TASK 1
In the review of the Oscar-nominated short films, what does the sign in James Armstrong's barber shop say?
TASK 2
Continue the review of the Oscar-nominated short films after its last sentence.

And a more powerful handful of short films you’d have a hard time finding.

(The fifth nominated film, “God is Bigger Than Elvis,” about Elvis Presley co-star Dolores Hart and her decision to become a Benedictine nun, is not being made available for commercial presentation as part of the Oscar shorts package.)

Some of these titles are hard to watch. All are important.

James Armstrong...the Barber of Birmingham

“THE BARBER OF BIRMINGHAM: FOOT SOLDIER OF THE CIVIL RIGHTS MOVEMENT” My rating: B+

18 minutes

Robin Fryday and Gail Dolgin’s film centers on 85-year-old James Armstrong, a barber in Birmingham, Alabama, who marched for civil rights with Martin Luther King Jr. and now watches the election of America’s first black president.

He’s a lovely old fellow. His barber shop’s walls are covered with old news clippings about the Civil Rights movement and a sign advises patrons: “If you don’t vote, don’t talk politics in here.”

EXCERPTED DATA
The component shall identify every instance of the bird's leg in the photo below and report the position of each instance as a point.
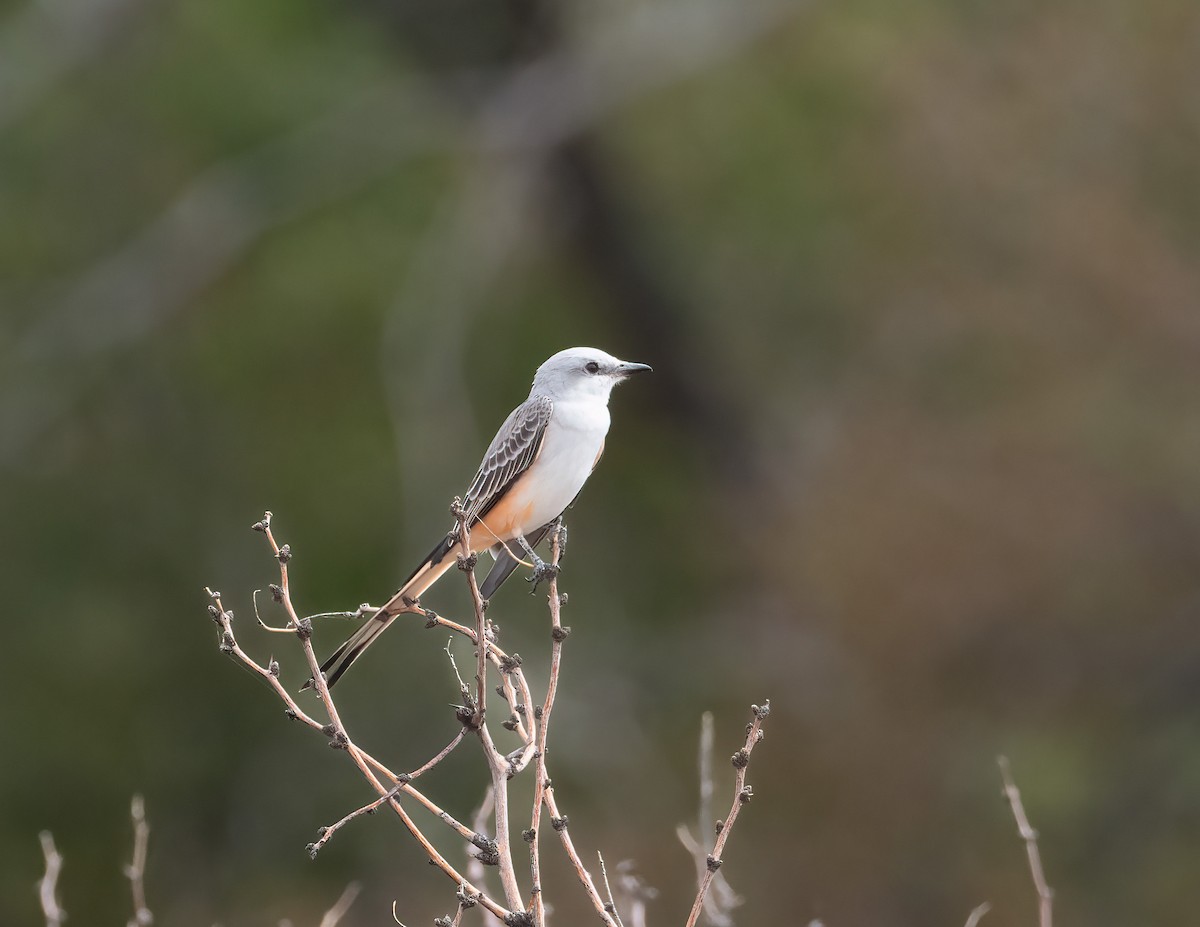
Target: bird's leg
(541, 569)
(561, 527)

* * *

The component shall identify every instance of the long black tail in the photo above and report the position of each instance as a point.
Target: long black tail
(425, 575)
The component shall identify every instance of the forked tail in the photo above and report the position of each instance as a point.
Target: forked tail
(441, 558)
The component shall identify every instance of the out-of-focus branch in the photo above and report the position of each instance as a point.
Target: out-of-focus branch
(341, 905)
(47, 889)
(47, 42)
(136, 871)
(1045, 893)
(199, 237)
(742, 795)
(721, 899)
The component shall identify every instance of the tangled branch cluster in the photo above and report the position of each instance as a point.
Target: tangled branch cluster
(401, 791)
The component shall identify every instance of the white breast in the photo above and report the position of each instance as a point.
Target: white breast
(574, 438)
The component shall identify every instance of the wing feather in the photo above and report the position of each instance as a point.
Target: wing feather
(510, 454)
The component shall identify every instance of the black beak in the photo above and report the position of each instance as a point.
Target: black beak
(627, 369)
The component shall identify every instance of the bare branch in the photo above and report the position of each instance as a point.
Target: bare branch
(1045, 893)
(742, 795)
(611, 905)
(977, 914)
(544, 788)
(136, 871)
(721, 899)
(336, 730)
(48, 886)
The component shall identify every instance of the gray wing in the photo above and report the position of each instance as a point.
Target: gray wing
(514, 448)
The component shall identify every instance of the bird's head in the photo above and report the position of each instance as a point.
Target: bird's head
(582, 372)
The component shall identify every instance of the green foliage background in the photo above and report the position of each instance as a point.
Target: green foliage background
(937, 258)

RESULT 1
“If you don’t vote, don’t talk politics in here.”

RESULT 2
Armstrong is a churchgoer who says with pride that “I’ve been in jail six times…in this city.” He drives a car literally held together with duct tape.

“Barber of Birgmingham” cuts between archival footage from the ‘60s, interviews with veteran marchers (now in their 80s), and shots of political activity as the 2008 presidential election heats up.

The film isn’t particularly well organized — Fryday and Dolgin seem content to throw stuff against the wall and see what sticks — but still it contains moments of breathtaking power.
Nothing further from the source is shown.